**Stated task**
Please translate this sentence from the forum thread on runtime reflection below into Spanish: "Every single one of those calls to ref and to can is runtime type introspection."

**Source passage**
_ _ _

In the last coule of years there seems to be an increasing interest (or hype) regarding run-time 'relection' and/or run-time 'introspection'. (Are they the same thing?).

I think you mean "reflection" and yes, they are basically the same thing. Introspection tends to be more about "reading" and reflection tends to include "writing" or runtime generation of "things", but that is not a strict definition in any way.

There's nothing that can be done with run-time introspection that cannot be done (better) by compile-time decision taking.

First of all, this is silly, it is simply not that black and white a problem. Some problems can be solved very elegantly in dynamic languages like Perl/Python/Ruby, but are painful or just impossible in a stricter language like Java/Haskell/etc. and vice-versa.

There seems to be a lot of discussion of what it can do--in terms of "you can determine the type of something at runtime"--but little on why you would want or need to? And why it must be deferred to run-time?

Lets take a real world, highly useful usage of runtime introspection, a basic clone function (incomplete and simplified of course).

sub clone {
    my ($value) = @_;
    if (ref $value) {
        if (blessed $value) {
            if ($value->can('clone')) {
                return $value->clone;
            }
            else {
                die "Sorry object is not cloneable";
            }
        }    
        else {
            if (ref $value eq 'ARRAY') {
                return [ map { clone( $_ ) } @$value ];
            }
            elsif (ref $value eq 'HASH') {
                return { map { $_ => clone( $value->{$_} ) } keys %$va
+lue };
            }        
            else {
                die "Sorry cant clone that $value";
            }
        }
    }
    else {
        return $value
    }
}
[download]

Every single one of those calls to ref and to can is runtime type introspection. Could you defer that to compile-time? Sure, but only by adding more facilities to the language to support that. Here is a Perl6-ish version of the above code using multi-methods:

multi sub clone (Object where { $_->can('clone') } $value) {
    return $value->clone;
}
multi sub clone (Scalar $value) {
    return $value;
}
multi sub clone (ArrayRef $value) {
    return map { clone($_) } @$value;
}
multi sub clone (HashRef $value) {
    return map { $_ => clone( $value->{$_} ) } keys %$value;
}
[download]

Now the compiler could aggressively compile your program to the point whereby it could find every point at which clone was called and look at what $value contains and "unroll" that code therefore making all the decisions at compile time. But that is a lot of work and a lot of static analysis on the compilers part, and that kind of analysis only works if the language your analyzing has a strong theoretical foundation. For instance, with the above multi-method code, in order for that to work, all those types must be part of the same type "set", and in order for the compiler to actually generate efficient code you must provide a branch for each member of that set, which I clearly am not. Maybe my compiler could infer those missing conditions? Well thats nice assuming it got them right, but how can i be sure? If you have ever really tried to hack with Haskell or Ocaml you will know exactly what I am talking about.

_ _ _

**Dataset**
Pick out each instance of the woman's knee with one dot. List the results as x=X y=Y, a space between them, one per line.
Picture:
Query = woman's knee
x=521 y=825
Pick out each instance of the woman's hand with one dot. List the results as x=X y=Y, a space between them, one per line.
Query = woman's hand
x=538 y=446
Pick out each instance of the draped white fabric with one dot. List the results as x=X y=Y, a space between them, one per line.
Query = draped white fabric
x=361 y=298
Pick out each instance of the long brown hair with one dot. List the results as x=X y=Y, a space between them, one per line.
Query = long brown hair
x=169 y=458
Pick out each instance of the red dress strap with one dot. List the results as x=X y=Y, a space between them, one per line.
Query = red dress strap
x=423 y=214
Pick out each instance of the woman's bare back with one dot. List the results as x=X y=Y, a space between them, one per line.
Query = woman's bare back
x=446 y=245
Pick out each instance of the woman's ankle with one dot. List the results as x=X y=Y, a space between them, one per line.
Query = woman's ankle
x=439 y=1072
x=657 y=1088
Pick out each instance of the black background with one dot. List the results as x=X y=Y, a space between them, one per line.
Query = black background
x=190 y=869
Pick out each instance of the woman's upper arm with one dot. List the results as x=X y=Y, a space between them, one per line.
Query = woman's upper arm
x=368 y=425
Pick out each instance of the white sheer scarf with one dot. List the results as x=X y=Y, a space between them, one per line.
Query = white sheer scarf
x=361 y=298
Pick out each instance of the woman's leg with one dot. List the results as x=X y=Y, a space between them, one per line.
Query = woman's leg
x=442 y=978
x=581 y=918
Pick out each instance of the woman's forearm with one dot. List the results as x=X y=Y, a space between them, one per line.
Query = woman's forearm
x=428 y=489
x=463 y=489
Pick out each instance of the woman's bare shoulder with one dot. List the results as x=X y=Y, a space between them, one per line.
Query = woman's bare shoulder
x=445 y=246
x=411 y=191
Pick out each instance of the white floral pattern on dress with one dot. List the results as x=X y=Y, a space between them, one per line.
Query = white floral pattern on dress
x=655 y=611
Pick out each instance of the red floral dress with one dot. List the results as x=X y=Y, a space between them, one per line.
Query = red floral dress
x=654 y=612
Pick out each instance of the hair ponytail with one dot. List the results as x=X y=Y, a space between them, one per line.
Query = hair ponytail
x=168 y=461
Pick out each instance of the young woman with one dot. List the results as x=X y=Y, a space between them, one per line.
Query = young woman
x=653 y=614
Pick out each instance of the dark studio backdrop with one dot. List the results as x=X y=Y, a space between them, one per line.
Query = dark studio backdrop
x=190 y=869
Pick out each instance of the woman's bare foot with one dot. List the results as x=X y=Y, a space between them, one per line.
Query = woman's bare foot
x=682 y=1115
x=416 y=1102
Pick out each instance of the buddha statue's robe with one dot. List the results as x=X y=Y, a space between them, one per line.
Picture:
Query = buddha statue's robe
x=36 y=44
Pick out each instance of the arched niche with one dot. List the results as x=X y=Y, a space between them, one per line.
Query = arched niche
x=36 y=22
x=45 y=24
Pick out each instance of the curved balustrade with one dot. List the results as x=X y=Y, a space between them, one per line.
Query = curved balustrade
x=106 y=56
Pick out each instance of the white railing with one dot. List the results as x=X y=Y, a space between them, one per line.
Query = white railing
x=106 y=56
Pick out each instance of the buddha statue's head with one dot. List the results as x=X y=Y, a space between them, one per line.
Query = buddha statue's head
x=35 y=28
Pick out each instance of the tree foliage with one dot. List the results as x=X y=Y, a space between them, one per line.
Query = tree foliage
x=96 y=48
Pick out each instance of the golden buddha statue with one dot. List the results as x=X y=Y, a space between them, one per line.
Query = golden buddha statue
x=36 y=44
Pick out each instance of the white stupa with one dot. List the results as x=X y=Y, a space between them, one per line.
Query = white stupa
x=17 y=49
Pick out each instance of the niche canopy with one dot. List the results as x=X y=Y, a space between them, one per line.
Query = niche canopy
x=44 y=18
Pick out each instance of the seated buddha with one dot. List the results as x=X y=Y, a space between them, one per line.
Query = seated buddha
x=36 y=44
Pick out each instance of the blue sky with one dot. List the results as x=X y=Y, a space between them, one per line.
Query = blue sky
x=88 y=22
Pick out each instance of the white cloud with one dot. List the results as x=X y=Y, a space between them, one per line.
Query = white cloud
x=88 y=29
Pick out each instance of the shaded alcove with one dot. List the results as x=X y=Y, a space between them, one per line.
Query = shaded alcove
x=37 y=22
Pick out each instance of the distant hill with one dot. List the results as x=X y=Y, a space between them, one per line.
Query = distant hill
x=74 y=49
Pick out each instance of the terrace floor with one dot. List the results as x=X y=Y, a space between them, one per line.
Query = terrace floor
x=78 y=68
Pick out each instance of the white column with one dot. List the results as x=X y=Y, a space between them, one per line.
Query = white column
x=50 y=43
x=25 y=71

_ _ _

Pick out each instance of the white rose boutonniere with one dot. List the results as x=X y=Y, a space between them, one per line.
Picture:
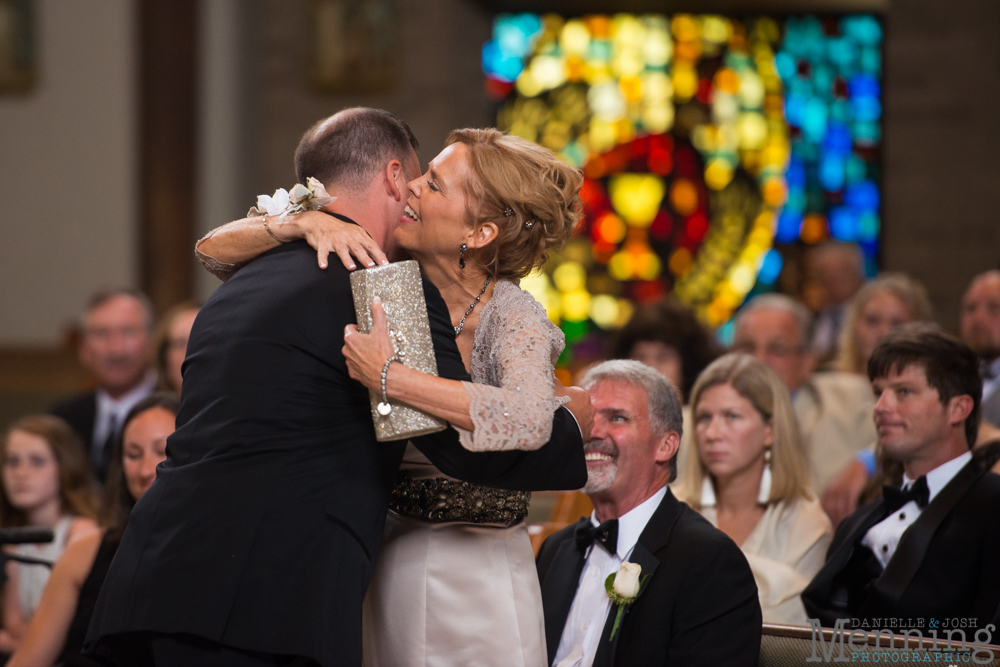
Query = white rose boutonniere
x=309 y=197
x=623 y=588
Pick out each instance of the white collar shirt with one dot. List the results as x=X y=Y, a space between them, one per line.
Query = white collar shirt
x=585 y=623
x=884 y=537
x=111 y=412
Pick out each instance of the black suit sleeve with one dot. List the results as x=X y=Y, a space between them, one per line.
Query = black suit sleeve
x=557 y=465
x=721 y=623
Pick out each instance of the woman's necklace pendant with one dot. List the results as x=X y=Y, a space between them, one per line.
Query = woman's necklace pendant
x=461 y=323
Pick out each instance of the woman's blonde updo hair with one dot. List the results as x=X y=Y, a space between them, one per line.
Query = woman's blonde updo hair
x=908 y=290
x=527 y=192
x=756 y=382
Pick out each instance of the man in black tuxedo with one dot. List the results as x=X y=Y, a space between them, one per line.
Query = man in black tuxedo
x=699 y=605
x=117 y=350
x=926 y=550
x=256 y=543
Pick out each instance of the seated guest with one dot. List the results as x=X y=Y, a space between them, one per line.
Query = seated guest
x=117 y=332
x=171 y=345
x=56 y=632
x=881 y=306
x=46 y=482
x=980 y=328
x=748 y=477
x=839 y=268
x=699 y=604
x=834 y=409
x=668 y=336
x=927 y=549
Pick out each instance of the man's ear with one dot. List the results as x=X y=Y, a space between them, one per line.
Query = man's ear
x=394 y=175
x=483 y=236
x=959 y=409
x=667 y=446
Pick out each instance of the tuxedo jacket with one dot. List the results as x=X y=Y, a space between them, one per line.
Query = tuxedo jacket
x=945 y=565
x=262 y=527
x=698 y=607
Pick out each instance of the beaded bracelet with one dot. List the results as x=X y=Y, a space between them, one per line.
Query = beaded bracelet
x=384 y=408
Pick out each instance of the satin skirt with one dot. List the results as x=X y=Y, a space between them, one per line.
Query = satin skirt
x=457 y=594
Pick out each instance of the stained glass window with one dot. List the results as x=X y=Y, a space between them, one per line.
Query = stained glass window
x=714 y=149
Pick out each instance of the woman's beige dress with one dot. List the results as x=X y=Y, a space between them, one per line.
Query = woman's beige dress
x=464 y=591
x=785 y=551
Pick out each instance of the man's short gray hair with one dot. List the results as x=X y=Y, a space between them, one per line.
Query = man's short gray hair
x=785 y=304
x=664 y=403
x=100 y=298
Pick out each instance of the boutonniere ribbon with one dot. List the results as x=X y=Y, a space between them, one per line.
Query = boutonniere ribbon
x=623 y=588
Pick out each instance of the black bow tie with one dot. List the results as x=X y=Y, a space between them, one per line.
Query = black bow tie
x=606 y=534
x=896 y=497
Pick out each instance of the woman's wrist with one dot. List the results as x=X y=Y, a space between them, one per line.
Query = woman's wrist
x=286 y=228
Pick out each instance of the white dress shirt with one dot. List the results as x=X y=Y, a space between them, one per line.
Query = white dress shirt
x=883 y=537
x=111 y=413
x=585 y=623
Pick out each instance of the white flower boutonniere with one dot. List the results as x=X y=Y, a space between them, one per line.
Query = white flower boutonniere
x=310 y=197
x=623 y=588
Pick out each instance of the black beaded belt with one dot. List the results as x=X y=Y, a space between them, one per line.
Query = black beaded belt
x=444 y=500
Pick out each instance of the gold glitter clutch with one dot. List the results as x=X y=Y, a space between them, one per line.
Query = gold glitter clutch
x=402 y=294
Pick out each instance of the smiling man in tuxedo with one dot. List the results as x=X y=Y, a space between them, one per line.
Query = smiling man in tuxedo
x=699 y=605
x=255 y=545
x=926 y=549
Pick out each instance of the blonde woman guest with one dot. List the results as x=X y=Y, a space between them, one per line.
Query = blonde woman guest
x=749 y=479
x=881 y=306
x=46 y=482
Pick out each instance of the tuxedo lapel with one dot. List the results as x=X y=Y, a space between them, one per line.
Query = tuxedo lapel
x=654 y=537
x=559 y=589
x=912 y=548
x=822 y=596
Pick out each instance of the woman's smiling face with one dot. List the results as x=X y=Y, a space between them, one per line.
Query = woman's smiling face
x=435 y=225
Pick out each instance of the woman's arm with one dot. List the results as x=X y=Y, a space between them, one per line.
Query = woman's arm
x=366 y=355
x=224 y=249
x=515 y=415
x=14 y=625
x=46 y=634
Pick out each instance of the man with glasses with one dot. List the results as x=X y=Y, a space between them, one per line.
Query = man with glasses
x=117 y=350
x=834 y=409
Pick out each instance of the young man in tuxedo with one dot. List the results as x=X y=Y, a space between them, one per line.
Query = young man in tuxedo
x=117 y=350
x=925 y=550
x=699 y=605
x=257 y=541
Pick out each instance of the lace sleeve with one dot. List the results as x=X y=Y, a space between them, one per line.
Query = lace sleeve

_ _ _

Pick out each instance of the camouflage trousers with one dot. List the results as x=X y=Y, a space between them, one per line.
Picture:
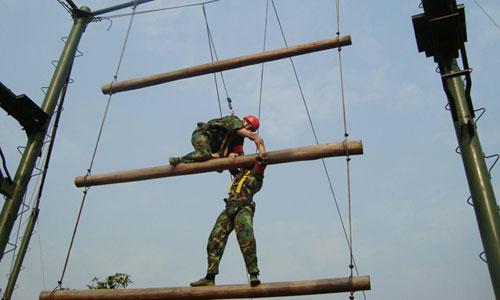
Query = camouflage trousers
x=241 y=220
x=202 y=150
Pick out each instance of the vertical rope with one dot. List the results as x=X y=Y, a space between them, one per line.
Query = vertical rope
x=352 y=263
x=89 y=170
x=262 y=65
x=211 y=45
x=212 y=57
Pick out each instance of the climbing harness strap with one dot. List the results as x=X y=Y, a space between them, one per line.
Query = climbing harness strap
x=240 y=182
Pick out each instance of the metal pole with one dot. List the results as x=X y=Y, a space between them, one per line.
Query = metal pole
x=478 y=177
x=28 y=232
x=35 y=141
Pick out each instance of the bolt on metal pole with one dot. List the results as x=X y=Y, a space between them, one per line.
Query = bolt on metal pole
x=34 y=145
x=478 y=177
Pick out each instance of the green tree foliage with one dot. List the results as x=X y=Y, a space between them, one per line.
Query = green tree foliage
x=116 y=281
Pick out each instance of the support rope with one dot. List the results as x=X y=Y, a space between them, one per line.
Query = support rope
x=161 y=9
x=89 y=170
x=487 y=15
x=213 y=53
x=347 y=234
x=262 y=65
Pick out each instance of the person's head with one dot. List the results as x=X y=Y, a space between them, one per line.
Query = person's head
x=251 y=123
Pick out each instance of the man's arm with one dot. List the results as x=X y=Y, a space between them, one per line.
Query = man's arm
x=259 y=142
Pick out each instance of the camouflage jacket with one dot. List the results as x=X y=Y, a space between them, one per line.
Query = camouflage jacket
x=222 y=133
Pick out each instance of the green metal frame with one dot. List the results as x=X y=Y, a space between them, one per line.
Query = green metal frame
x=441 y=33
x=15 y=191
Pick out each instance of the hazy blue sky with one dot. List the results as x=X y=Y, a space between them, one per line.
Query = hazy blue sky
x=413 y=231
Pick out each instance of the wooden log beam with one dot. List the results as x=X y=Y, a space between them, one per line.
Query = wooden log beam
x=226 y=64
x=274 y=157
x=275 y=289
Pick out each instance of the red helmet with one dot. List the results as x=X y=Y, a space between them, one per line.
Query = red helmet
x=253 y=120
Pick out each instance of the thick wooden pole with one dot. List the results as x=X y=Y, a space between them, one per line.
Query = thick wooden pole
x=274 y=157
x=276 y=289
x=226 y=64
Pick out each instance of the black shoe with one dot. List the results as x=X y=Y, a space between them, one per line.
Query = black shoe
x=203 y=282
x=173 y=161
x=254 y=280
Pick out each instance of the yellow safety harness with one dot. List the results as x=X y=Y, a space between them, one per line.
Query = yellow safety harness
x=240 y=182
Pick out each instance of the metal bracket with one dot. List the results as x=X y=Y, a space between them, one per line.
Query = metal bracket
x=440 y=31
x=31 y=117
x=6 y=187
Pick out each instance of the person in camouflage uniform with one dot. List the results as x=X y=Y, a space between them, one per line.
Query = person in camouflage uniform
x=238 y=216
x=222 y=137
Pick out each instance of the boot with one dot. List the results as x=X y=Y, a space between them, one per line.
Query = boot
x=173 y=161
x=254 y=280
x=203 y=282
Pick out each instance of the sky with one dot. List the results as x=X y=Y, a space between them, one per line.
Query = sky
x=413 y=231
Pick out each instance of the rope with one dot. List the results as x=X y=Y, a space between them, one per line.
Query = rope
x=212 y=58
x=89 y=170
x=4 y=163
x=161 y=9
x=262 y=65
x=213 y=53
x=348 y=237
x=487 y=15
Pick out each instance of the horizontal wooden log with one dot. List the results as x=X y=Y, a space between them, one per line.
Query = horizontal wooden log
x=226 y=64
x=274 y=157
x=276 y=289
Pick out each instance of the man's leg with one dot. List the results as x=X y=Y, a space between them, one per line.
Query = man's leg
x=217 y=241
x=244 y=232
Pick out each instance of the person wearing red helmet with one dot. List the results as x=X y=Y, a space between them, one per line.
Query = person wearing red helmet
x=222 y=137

_ _ _

**Correct answer**
Cada una de esas llamadas a ref y a can es introspección de tipos en tiempo de ejecución.